----- Textausschnitt -----

Druckartikel: Eine schützende Hand für kleine Igel

Eine schützende Hand für kleine Igel


Autor: Pat Christ

, Samstag, 08. Sept. 2012

Gudrun Martin pflegt in der Igelstation Unterfranken in Gerbrunn verwaiste Igelbabys. Bis zu 330 Tiere werden dort jedes Jahr aufgepäppelt.
Aus einem Umkreis von mehr als 100 Kilometern um Würzburg bringen Menschen verwaiste Igeljungen und nicht überwinterungsfähige große Igel in die Auffangstation nach Gerbrunn. Dort kommen sie in die liebevollen Hände von Gudrun Martin.

----- Rohdaten -----

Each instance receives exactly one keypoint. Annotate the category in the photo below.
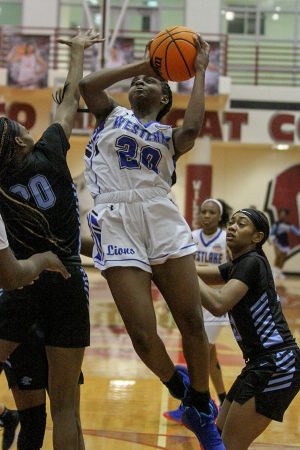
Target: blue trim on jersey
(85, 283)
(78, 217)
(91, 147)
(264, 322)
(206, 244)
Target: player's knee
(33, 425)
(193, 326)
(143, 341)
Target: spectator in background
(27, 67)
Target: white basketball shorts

-----

■ Zu bearbeitende Aufgaben
1 – Entnehmen Sie dem Artikel über die Igelstation den Abschnitt zwischen "Druckartikel: Eine schützende" und "von Gudrun Martin.", beide Stellen eingeschlossen, und geben Sie ihn wortgetreu wieder.
2 – Beantworten Sie anhand des Artikels über die Igelstation die folgenden Fragen:
(a) In welchem Ort befindet sich die Igelstation Unterfranken?
(b) Wie viele Tiere werden dort jedes Jahr höchstens aufgepäppelt?
(c) Aus welchem Umkreis um Würzburg bringen Menschen die Igel in die Station?
3 – Setzen Sie den Artikel über die Igelstation im Anschluss an seinen letzten Satz fort.
Die Einträge stehen in keinem Zusammenhang mit dem Artikel über die Igelstation.

■ Ergebnisse der Übung
1 –
Druckartikel: Eine schützende Hand für kleine Igel

Eine schützende Hand für kleine Igel


Autor: Pat Christ

, Samstag, 08. Sept. 2012

Gudrun Martin pflegt in der Igelstation Unterfranken in Gerbrunn verwaiste Igelbabys. Bis zu 330 Tiere werden dort jedes Jahr aufgepäppelt.
Aus einem Umkreis von mehr als 100 Kilometern um Würzburg bringen Menschen verwaiste Igeljungen und nicht überwinterungsfähige große Igel in die Auffangstation nach Gerbrunn. Dort kommen sie in die liebevollen Hände von Gudrun Martin.

2 –
(a) In Gerbrunn.
(b) Bis zu 330 Tiere.
(c) Aus einem Umkreis von mehr als 100 Kilometern.

3 –
Gudrun Martin stellt die Tasse mit dem Futter erneut in die Mikrowelle. Das Essen für das Igelmädchen in ihrer Hand ist kalt geworden. Alle drei Stunden wird die Kleine von ihrer Pflegemama gefüttert. Seit 22 Jahren kümmert sich Gudrun Martin mit ihrem Mann Herbert in der einzigen unterfränkischen Igelstation in Gerbrunn um Igel, die alleine in der Natur nicht überleben würden. Im Umkreis von 120 Kilometern um Würzburg werden ihr zwischen Juli und Ende Januar Igel gebracht.
Bei den Martins werden die Stacheltiere gegen Parasiten behandelt, von Zecken befreit, per Spritze gefüttert und täglich gewogen. Um sechs Igel kümmert sich das Ehepaar derzeit. Das ist wenig. An manchen Tagen wird diese Anzahl auf einmal ins Haus gebracht. Nicht alle Igel sind in einem Zustand, der das Entzückenswort "süß!" auslöst. Manche kommen halbtot in die Station. Weil sie schon lange keine Mutter mehr gehabt hatten.

Oder von Menschen falsch behandelt wurden. Gudrun Martin ist es am liebsten, wenn Igelfinder die Tiere einfach zu ihr bringen - ohne ihnen "Gutes" zu tun: "Neulich kam ein Igel zu uns, den man mit Salzbrezel und Salami füttern wollte."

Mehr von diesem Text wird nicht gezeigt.